◆ **Prompt 1**
Reproduce the baby health article word for word, from "Even with these" up to and including "or interact better.".
◆ **Prompt 2**
Decide whether each statement below agrees with the baby health article. Answer yes or no for each, and quote the deciding words of the baby health article. (a) Babies should be put to rest on their backs. (b) Specialists recommend a set amount of tummy time for every child. (c) Baby boxes are made out of cardboard.

◆ **Document passage**
Baby Health: Safe Sleep, Tummy Time and Water Safety
In this series:
In 2012, 16 Guilford County infants died in their sleep due to unsafe sleep practices and/or environments. While sleep environment-related deaths, such as sudden infant death syndrome (SIDS), are not always predictable or preventable, there are several steps you can take to minimize the risk.
Recently, the National Institute of Child Health and Human Development released additional recommendations on safe sleep environments for infants to help reduce the incidence of sleep environment-related death, adapted as the ABC’S for Safe Sleep:
- A – Alone: babies should not share a bed with anyone.
- B – Back: babies should be put to rest on their backs.
- C – Crib: the safest place for a baby to sleep is in a crib or bassinet; flat surface; no toys or heavy blankets.
- S – Smoking: smoke exposure increases a baby’s risk of SIDS.
If it’s cold, dress your baby in warm sleep clothing like a wearable blanket instead of covering them with one. The ABC’S of sleep should be used whenever a baby sleeps – whether it’s a nap, at night, at daycare or while a loved one is watching them.
A safe sleep space can be as simple as a cardboard box. Baby boxes, safe sleep boxes made out of cardboard, are now available in Greensboro through a local partnership with the Baby Box Company. To learn more, visit babyboxuniversity.com, sign up and start learning. If you’d like more information, call the Cone Health Women’s Hospital at 336-832-6500.
Dr. Kaye Gable is the program director for Cone Health’s Pediatric Teaching Service and a member of Cone Health Medical Group.
The Importance of Tummy Time
Tummy time is when you place your baby on his or her stomach while awake and is an important part of every baby’s growth. Tummy time provides a foundation for early motor skills like lifting their head, pushing up with their arms to crawl, and strengthening the muscles that help them sit up. This time can also be tied to fine motor skills, like handwriting, that develops later by strengthening the small muscles in the shoulder. Letting your baby experience a variety of positions throughout the day can also help prevent flat spots on the back of the head. All tummy time should be practiced when your baby is awake and supervised.
There is no set amount of tummy time that each child needs, but specialists recommend you try to squeeze in at least a few minutes a couple of times a day. As your baby gets used to being on their belly, you can increase the time of each session or practice it more often. Some other tips to practice tummy time include:
- Create space – put a blanket down on the ground or set apart an area just for tummy time that’s clean.
- Make it interesting – put age-appropriate toys within reach for them to play or interact with or talk to them.
- Time it – wait until after a diaper change or when they wake up from a nap to ensure they’ll be awake and active.
Even with these tips, sometimes babies just don’t like lying on their stomach. If that’s the case, there are a few alternative ways to practice tummy time:
- Use a pillow – prop up their head and chest with a pillow so it’s higher than their legs. This can help them see more or interact better.
- Over your legs – lay them across your legs while positioning their head higher than their legs.

(Region pointing data)
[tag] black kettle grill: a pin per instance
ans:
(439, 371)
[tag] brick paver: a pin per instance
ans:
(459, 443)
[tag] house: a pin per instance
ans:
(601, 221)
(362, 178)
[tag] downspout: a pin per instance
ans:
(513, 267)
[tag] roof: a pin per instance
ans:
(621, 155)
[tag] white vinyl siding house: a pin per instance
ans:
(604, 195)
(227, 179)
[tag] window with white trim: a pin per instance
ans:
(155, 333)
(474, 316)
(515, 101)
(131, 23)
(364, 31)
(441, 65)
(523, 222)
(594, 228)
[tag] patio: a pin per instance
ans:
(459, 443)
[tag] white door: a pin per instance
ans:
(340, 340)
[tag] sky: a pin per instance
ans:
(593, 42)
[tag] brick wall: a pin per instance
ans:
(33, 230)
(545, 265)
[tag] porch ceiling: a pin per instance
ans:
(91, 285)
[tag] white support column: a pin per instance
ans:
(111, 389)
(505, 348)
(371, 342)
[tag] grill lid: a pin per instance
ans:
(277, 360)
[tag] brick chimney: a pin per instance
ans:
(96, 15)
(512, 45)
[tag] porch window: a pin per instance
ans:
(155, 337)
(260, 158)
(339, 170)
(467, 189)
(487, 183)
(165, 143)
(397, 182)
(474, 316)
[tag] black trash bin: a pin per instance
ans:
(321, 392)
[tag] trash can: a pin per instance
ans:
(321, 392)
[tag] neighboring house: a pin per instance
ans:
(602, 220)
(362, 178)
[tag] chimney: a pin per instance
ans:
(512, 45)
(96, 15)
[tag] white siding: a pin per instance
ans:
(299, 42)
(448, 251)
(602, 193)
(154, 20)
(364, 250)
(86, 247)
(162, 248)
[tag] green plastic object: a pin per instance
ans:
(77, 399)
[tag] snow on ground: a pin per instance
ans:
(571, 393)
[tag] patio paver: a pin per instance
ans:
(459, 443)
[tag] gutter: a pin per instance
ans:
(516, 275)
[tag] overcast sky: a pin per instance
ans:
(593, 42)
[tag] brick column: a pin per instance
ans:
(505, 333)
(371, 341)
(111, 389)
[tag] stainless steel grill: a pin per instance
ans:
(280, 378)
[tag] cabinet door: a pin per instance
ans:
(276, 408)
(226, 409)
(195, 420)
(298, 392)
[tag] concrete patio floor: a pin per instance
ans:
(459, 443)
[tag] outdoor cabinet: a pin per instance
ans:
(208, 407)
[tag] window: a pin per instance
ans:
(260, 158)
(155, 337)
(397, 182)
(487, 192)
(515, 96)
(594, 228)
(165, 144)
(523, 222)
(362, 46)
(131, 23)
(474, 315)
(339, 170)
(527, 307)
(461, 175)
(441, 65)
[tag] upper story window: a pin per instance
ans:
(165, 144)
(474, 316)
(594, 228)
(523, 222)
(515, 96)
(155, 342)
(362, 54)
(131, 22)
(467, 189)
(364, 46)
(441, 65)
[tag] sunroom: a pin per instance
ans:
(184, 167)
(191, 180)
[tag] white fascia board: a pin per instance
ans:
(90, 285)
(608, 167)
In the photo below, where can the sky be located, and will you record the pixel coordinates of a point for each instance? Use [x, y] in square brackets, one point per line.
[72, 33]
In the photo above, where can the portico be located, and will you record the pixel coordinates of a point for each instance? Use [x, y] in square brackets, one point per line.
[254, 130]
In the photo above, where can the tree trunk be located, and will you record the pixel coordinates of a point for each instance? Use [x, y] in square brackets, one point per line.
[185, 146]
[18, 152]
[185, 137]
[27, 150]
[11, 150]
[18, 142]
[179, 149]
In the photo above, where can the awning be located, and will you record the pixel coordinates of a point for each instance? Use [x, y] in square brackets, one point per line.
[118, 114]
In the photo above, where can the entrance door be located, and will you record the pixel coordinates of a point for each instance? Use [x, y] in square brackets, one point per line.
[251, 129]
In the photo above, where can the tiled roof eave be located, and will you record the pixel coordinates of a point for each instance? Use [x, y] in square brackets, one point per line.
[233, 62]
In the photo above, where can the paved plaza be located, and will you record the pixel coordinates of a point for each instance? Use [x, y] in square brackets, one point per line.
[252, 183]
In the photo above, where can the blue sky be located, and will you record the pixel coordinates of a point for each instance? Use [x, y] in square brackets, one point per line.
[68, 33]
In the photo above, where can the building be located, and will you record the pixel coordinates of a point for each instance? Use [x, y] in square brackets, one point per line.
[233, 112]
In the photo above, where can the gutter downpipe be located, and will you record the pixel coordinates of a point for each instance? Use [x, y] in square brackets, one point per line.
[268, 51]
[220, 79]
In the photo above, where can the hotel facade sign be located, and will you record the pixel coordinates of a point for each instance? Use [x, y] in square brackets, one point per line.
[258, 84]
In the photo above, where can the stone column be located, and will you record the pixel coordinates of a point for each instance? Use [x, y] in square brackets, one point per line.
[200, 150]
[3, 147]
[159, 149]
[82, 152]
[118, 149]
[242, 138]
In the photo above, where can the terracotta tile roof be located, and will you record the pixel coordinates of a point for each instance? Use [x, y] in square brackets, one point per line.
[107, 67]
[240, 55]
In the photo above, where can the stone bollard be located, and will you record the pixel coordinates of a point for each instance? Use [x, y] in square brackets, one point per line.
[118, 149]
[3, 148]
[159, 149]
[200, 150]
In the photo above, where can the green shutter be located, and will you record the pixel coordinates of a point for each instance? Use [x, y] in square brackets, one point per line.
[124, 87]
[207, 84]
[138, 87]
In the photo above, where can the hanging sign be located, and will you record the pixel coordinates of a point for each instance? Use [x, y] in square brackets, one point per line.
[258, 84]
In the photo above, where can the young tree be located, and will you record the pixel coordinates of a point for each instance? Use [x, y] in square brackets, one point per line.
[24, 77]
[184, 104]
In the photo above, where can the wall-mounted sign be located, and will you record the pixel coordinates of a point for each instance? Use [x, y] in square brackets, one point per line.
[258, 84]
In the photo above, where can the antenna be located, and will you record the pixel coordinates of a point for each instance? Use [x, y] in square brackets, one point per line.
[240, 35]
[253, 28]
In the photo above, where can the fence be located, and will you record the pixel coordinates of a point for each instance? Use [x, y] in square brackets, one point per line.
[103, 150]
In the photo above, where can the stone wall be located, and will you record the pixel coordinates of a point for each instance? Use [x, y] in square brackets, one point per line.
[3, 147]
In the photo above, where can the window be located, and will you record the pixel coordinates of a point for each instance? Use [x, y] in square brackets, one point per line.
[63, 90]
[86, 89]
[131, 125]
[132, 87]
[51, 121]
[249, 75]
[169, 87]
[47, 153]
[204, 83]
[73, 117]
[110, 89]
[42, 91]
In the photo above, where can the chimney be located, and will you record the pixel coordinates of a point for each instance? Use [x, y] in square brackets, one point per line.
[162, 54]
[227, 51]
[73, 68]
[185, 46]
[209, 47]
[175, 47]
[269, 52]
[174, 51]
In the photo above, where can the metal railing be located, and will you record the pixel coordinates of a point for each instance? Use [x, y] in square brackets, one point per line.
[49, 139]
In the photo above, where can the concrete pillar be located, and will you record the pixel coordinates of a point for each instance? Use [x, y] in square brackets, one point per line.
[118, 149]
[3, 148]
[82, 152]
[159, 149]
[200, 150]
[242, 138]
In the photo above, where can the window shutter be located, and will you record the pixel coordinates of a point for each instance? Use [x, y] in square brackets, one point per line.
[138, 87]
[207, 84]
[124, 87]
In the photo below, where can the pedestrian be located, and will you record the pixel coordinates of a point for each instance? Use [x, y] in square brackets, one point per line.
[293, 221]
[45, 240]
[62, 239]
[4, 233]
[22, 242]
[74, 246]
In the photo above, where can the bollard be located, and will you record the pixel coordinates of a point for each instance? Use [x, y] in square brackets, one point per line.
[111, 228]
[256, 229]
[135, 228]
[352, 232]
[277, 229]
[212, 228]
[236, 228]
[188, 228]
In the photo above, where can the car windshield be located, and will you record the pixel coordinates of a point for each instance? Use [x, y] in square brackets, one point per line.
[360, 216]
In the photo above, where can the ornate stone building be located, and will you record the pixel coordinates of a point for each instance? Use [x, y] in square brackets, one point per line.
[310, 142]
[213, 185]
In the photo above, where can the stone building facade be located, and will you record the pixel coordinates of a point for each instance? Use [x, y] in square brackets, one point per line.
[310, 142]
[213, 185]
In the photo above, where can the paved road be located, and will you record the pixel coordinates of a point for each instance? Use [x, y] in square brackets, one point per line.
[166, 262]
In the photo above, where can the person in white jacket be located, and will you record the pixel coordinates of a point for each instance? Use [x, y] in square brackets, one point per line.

◆ **Exercise output 1**
Even with these tips, sometimes babies just don’t like lying on their stomach. If that’s the case, there are a few alternative ways to practice tummy time:
- Use a pillow – prop up their head and chest with a pillow so it’s higher than their legs. This can help them see more or interact better.

◆ **Exercise output 2**
(a) Yes: "babies should be put to rest on their backs."
(b) No: "There is no set amount of tummy time that each child needs"
(c) Yes: "Baby boxes, safe sleep boxes made out of cardboard"